Document segment:
--- START ---
Comment by PaulHoule
2 years ago
The thing is that generalization is good enough to make people squee and not notice that the output is wrong but not good enough to get the right answer.
If it were going to produce ‘explainable’ correct answers for most of what it does that would be a matter of looking up the original sources to make sure they really say what it thinks they do. I mean, I can say, “there’s this paper that backs up my point” but I have to go look it up to get the exact citation at the very least.
There is definitely a misconception about how to use a tool like ChatGPT.
If you give it an analytic prompt like "turn this baseball box score into an entertaining outline" it will reliably act as a translator because all of the facts about the game are contained in the prompt.
If you give it a synthetic prompt like "give me quotes from the broadcasters" it will reliably acts as a synthesizer because none of the facts of the transcript are in the prompt.
This ability to perform as a synthesizer is what you are identifying here as "good enough to make people squee and not notice that the output is wrong but not good enough to get the right answer", which is correct, but sometimes fiction is useful!
--- END ---
Material supplied:
--- START ---
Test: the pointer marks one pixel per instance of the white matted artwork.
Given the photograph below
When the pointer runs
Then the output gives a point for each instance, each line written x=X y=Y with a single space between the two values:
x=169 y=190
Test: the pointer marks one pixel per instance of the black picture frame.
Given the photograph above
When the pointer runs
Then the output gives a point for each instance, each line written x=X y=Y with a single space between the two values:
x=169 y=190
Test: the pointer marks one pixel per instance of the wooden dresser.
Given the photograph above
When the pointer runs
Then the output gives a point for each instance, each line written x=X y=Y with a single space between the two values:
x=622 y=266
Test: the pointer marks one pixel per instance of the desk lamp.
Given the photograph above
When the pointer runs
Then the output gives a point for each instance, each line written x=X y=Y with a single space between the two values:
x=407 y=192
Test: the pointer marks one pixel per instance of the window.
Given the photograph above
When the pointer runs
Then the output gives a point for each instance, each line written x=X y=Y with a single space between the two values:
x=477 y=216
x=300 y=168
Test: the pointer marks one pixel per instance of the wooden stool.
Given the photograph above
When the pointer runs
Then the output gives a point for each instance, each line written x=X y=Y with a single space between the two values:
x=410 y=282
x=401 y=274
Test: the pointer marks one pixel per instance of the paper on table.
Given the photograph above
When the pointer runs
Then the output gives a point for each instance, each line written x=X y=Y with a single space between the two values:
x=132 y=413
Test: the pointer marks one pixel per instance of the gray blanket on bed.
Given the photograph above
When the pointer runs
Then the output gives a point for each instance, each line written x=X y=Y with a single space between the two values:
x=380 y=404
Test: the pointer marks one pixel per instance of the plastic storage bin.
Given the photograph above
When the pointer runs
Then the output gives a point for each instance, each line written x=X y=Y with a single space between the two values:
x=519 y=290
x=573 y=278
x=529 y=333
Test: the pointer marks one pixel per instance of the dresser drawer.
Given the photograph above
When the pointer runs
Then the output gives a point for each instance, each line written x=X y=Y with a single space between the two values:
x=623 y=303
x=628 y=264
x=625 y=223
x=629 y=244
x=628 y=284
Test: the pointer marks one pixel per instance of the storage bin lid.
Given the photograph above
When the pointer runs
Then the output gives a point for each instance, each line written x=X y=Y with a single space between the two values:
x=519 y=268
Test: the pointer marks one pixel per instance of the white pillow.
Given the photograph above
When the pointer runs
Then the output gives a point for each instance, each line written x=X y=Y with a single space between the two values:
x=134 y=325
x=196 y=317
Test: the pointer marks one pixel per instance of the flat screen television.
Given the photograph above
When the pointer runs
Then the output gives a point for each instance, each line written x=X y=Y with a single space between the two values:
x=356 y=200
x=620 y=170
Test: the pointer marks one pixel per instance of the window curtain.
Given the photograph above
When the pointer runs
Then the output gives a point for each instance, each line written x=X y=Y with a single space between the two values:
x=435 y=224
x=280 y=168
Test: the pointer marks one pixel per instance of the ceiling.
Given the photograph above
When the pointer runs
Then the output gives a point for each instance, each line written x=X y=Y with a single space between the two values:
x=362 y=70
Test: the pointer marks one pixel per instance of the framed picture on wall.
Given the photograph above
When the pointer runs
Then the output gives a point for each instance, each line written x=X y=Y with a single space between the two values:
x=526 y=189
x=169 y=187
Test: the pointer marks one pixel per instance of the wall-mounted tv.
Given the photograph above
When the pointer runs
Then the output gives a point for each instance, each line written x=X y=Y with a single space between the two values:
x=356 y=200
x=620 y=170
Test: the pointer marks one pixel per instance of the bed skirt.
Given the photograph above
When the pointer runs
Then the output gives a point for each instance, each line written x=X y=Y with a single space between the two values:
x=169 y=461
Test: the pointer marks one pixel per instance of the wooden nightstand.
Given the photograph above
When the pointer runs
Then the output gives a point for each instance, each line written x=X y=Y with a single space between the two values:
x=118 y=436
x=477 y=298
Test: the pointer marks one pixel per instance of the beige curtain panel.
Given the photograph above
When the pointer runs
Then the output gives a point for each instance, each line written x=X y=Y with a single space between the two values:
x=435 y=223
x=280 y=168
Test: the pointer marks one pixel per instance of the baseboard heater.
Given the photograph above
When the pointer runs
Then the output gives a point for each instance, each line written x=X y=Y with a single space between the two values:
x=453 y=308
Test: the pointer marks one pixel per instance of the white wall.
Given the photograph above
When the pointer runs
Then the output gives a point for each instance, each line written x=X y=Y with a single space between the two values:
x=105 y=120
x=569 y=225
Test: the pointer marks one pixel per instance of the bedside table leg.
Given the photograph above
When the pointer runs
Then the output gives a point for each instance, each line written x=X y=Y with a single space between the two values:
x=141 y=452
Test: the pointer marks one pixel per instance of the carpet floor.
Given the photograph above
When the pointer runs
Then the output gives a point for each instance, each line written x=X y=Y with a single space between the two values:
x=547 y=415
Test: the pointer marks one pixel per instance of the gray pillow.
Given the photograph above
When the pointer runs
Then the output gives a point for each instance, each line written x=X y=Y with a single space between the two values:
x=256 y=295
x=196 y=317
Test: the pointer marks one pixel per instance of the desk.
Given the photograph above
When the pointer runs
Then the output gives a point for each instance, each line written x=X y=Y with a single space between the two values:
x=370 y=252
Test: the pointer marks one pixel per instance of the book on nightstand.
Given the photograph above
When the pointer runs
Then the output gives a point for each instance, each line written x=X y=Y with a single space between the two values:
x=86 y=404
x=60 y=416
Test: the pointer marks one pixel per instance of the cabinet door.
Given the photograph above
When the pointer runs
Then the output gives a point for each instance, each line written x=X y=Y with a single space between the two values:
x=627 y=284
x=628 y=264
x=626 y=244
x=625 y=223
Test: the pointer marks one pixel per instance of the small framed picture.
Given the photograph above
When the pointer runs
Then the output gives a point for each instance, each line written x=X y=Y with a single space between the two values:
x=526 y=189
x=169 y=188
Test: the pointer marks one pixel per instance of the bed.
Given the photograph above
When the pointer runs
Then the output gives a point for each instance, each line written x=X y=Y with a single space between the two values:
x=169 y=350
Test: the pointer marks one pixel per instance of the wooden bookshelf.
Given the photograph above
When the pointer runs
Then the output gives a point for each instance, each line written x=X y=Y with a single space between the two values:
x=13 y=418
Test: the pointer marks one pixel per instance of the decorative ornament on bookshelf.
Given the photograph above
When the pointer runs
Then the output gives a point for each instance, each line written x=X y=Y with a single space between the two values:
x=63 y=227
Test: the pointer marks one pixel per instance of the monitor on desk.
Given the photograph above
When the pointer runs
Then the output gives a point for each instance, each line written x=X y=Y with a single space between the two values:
--- END ---
What you will do:
1. Answer these from the comment thread about ChatGPT:
(a) What does the first commenter say must be done, at the very least, after saying "there's this paper that backs up my point"?
(b) What prompt is given as the example of an analytic prompt?
(c) Why does ChatGPT act as a synthesizer when given "give me quotes from the broadcasters"?
2. Condense the paragraph in the ChatGPT comment thread that begins "If it were going to produce" into two shorter sentences that keep its main points.
3. Write the next reply in the comment thread about ChatGPT, following on from its last sentence.

Results for the exercise:
1.
(a) Go look the paper up to get the exact citation.
(b) "turn this baseball box score into an entertaining outline"
(c) Because none of the facts of the transcript are in the prompt.

2. To give explainable, correct answers for most of its output, it would need to check the original sources and confirm they say what it thinks they do. Likewise, someone who claims a paper supports their point still has to look it up, at least for the exact citation.

3.
If all web pages were embedded in ChatGPT's 1536 dimensional vector space and used for analytic augmentation then a tool would more reliably be able to translate a given prompt. The UI could also display the URLs of the nearest-neighbor source material was used to augment the prompt. That seems to be what Bing/Edge has in store.
That's a touch beyond state of the art but we might get there.
If there was one big problem w/ today's LLMs it is that the attention window is too short to hold a "complete" document. I can put the headline of an HN submission through BERT and expect BERT to capture it but there is (as of yet) no way to cut up a document up into 512 (BERT) or 4096 (ChatGPT) token slices and then mash those embeddings together to make an embedding that can do all the things the model is trained to do on a smaller data set. I'm sure we will see larger models, but it seems a scalable embedding that grows with the input text would be necessary to move to the next level.
No, this is the current state of the art: https://supabase.com/blog/chatgpt-supabase-docs
The same thing could be done with search engine results and from recent demos it looks like this is the kind of analytic augmentation that MS and OpenAI have added to Bing.